__Instructions for the task__: Swap every "blue jeans" in the data below for "denim pants", and write all the lines out again with nothing else changed.

__Task data__:
····················

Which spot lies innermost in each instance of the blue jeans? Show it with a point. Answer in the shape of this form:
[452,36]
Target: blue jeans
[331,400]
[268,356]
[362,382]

····················

__Answer to the problem__:
Which spot lies innermost in each instance of the denim pants? Show it with a point. Answer in the shape of this form:
[452,36]
Target: denim pants
[331,400]
[268,356]
[362,382]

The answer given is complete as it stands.